• [Point-based annotation data]
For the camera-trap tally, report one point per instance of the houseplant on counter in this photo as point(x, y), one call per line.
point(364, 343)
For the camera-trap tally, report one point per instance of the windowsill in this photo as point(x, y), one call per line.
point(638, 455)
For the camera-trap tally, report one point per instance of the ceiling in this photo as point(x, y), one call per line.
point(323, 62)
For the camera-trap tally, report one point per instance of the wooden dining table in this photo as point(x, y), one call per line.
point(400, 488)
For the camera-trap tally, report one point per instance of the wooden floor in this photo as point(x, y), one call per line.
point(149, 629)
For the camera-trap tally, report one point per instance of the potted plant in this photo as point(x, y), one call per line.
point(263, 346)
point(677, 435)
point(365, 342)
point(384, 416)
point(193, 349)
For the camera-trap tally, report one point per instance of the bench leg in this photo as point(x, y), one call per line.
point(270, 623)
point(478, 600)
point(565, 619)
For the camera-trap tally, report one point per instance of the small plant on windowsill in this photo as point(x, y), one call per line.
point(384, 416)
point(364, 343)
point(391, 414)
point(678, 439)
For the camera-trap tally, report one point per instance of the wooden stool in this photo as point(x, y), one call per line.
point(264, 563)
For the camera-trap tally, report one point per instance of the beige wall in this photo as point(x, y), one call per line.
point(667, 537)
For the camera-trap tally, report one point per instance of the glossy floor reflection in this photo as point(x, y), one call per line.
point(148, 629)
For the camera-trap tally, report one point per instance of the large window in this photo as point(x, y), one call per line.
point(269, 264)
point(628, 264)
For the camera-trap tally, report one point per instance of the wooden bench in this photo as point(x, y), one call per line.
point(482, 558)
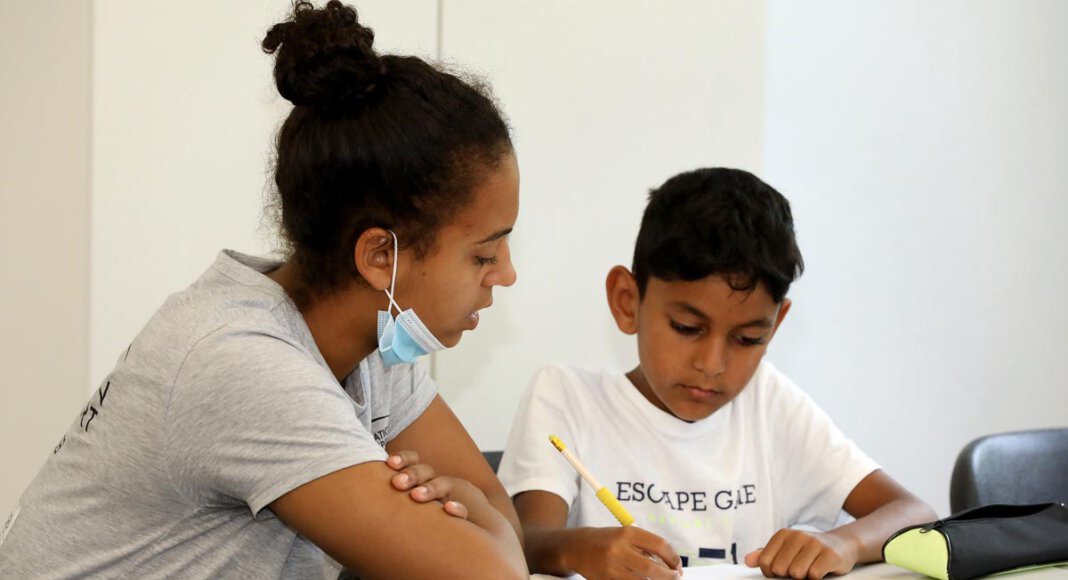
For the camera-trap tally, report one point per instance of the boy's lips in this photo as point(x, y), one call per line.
point(701, 393)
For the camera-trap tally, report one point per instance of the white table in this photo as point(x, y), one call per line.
point(872, 571)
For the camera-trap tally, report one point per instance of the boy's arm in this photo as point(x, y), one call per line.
point(594, 552)
point(880, 505)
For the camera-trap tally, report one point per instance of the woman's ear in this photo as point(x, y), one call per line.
point(623, 299)
point(374, 256)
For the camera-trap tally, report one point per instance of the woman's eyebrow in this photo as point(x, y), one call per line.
point(495, 235)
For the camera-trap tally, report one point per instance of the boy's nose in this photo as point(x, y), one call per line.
point(710, 358)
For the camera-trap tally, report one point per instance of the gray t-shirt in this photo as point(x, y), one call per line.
point(219, 406)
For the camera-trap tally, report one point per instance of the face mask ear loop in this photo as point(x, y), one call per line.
point(393, 281)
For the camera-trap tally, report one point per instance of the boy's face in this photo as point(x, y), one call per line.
point(699, 343)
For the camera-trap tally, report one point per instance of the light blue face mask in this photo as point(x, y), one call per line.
point(405, 339)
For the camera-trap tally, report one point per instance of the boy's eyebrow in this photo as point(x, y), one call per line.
point(755, 323)
point(495, 235)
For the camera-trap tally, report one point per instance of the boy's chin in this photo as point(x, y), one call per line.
point(691, 412)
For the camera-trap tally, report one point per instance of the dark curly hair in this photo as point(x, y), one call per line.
point(373, 140)
point(718, 221)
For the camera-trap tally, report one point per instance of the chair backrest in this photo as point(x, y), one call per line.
point(1020, 467)
point(493, 458)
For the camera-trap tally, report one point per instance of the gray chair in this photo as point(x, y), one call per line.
point(493, 458)
point(1019, 467)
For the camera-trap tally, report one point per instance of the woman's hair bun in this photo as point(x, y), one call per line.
point(324, 57)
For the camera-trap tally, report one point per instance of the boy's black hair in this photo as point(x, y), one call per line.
point(718, 221)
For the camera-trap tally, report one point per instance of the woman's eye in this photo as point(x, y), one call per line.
point(684, 329)
point(750, 341)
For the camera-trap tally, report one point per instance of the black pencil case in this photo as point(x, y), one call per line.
point(983, 541)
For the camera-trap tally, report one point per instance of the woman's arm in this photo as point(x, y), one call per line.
point(358, 517)
point(442, 442)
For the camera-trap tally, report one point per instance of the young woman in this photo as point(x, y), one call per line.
point(241, 434)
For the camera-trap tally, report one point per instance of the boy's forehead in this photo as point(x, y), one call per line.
point(711, 295)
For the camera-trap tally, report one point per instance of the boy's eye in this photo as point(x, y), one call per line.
point(685, 329)
point(750, 341)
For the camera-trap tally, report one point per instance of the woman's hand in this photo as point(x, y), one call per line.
point(800, 554)
point(423, 485)
point(625, 551)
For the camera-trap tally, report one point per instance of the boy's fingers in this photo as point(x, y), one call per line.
point(801, 567)
point(646, 566)
point(402, 459)
point(788, 553)
point(769, 554)
point(656, 546)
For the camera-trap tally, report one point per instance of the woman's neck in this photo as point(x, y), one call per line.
point(343, 324)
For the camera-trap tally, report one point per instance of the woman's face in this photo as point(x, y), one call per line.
point(449, 286)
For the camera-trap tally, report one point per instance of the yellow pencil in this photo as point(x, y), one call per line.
point(602, 492)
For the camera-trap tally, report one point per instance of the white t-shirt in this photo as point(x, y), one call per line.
point(715, 488)
point(220, 405)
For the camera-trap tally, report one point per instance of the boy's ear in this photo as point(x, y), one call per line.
point(783, 309)
point(373, 256)
point(623, 299)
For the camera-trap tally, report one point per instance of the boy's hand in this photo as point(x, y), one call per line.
point(799, 554)
point(626, 551)
point(423, 485)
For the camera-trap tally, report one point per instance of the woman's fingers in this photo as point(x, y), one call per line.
point(402, 459)
point(412, 475)
point(456, 508)
point(438, 488)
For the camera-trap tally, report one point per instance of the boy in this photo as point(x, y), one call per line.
point(713, 451)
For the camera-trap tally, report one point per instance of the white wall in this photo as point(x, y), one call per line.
point(923, 145)
point(44, 231)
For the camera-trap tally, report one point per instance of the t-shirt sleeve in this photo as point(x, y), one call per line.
point(530, 461)
point(411, 391)
point(252, 417)
point(816, 466)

• [To do] An exact transcription of all the entries is required, without the pictures.

• [Complete response]
For the camera-trap tally, report one point per instance of the houseplant on counter in this photo as point(x, y), one call per line.
point(364, 343)
For the camera-trap tally, report one point per instance of the windowsill in this photo as point(x, y), one call per line.
point(638, 455)
For the camera-trap tally, report one point per instance of the ceiling in this photo as point(x, y), one call per line.
point(323, 62)
For the camera-trap tally, report one point per instance of the wooden dining table in this photo as point(x, y), one call per line.
point(400, 488)
For the camera-trap tally, report one point per instance of the wooden floor in this photo as point(x, y), one call per line.
point(149, 629)
For the camera-trap tally, report one point per instance of the potted plant in this photo as point(x, y), one call per line.
point(263, 346)
point(677, 435)
point(365, 342)
point(384, 416)
point(193, 349)
For the camera-trap tally, report one point per instance of the bench leg in this photo as point(x, y), one call per line.
point(270, 623)
point(478, 600)
point(565, 619)
For the camera-trap tally, report one point per instance of the small plant on windowsill in this photo as point(x, y), one call per line.
point(384, 416)
point(364, 343)
point(391, 414)
point(678, 439)
For the camera-trap tally, report one point per instance of the wooden stool in this photo as point(x, y), one call per line.
point(264, 563)
For the camera-trap tally, report one point per instance of the beige wall in this photo as point(x, y), one call per line.
point(667, 537)
For the camera-trap tally, report one point per instance of the glossy floor reflection in this photo as point(x, y), one call per line.
point(148, 629)
For the camera-trap tally, report one point per instance of the large window in this photo as point(x, y), one call per line.
point(269, 264)
point(628, 264)
For the camera-trap tally, report one point per instance of the wooden bench in this photo as point(x, y), one call per line.
point(482, 558)
For the camera-trap tally, report one point per instance of the boy's lips in this photo as point(x, y), one call per line.
point(701, 393)
For the camera-trap tally, report one point per instance of the white table in this photo as point(x, y), one call per line.
point(872, 571)
For the camera-trap tally, report one point per instance of the boy's arm in this photo as point(x, y), one call per line.
point(594, 552)
point(880, 505)
For the camera-trap tally, report one point per instance of the woman's ear in this photo as point(x, y), one call per line.
point(623, 299)
point(374, 256)
For the camera-trap tally, report one point per instance of the woman's eyebrow in this photo as point(x, y), one call per line.
point(495, 235)
For the camera-trap tally, report one point per instance of the boy's nose in this photo as point(x, y), one call per line.
point(710, 358)
For the camera-trap tally, report one point per instance of the gray t-shirt in this photo as point(x, y), one call per line.
point(219, 406)
For the camera-trap tally, report one point per instance of the face mask ear loop in this photo as point(x, y), one call per line.
point(393, 281)
For the camera-trap tally, report one point per instance of the boy's face in this photo as point(x, y), one call per line.
point(699, 343)
For the camera-trap tally, report one point per instance of the light blue face mask in this photo as point(x, y), one call per line.
point(405, 339)
For the camera-trap tally, report one point per instance of the boy's eyebrow in this photo as point(x, y), one call per line.
point(755, 323)
point(495, 235)
For the camera-trap tally, report one point per instance of the boy's chin in this photo as point(x, y), one call per line.
point(691, 412)
For the camera-trap tally, report one point per instance of the dark curly hair in this photo as point(x, y), one call per line.
point(373, 140)
point(718, 221)
For the camera-trap tally, report one point per instance of the chair backrest in this photo as point(x, y), one call per line.
point(1020, 467)
point(493, 458)
For the camera-trap tally, report one point per instance of the gray chair in this photo as point(x, y), one call per line.
point(493, 458)
point(1019, 467)
For the camera-trap tally, report one point per instance of the woman's hair bun in this photo as point(x, y), one call per line.
point(324, 57)
For the camera-trap tally, report one point per instance of the boy's black hair in this photo as point(x, y), one call per line.
point(718, 221)
For the camera-trap tally, report one point per instance of the woman's eye in this photo as point(x, y), one call per line.
point(684, 329)
point(750, 341)
For the camera-trap tally, report one point per instance of the black pencil case in this photo as point(x, y), one call per line.
point(983, 541)
For the camera-trap tally, report one point per instance of the woman's arm in this photo as point(x, y), one call per line.
point(358, 517)
point(442, 442)
For the camera-trap tally, report one point per instance of the young woman in this photo as point(x, y), one call per line.
point(241, 434)
For the camera-trap tally, report one point per instance of the boy's forehead in this photo as point(x, y), one call per line.
point(711, 295)
For the camera-trap tally, report one point per instance of the boy's eye in this photo as point(x, y), one call per line.
point(685, 329)
point(750, 341)
For the camera-trap tally, report one point per instance of the woman's hand in this photo as point(x, y), one call per line.
point(800, 554)
point(423, 485)
point(625, 551)
For the camera-trap tally, report one point per instance of the boy's fingers in this photo as point(x, y), one call per line.
point(801, 567)
point(646, 566)
point(402, 459)
point(788, 553)
point(769, 554)
point(656, 546)
For the camera-trap tally, report one point per instance of the woman's neck in this photo as point(x, y), one call per line.
point(343, 324)
For the camera-trap tally, report one point per instance of the woman's face in this photo as point(x, y), one call per line.
point(449, 286)
For the camera-trap tally, report one point per instance of the yellow pencil in this photo as point(x, y), one call per line.
point(602, 492)
For the camera-trap tally, report one point per instance of the white t-shirt in this photo as point(x, y), one call per line.
point(715, 488)
point(220, 405)
For the camera-trap tally, report one point per instance of the boy's ear in this photo as point(x, y), one call per line.
point(783, 309)
point(373, 256)
point(623, 299)
For the camera-trap tally, report one point per instance of the boy's hand in this photo as point(x, y), one call per line.
point(799, 554)
point(626, 551)
point(423, 485)
For the camera-trap tally, report one point per instance of the woman's fingers in this photo as point(x, y), one call per line.
point(402, 459)
point(412, 475)
point(456, 508)
point(438, 488)
For the camera-trap tally, report one point per instance of the boy in this photo as point(x, y), one call per line.
point(713, 451)
For the camera-trap tally, report one point per instance of the white wall in this photo as point(x, y), one call per line.
point(923, 145)
point(44, 231)
For the camera-trap tally, report one point per instance of the t-shirt sleeve in this photo as point(x, y), one call per line.
point(530, 461)
point(411, 391)
point(252, 417)
point(816, 466)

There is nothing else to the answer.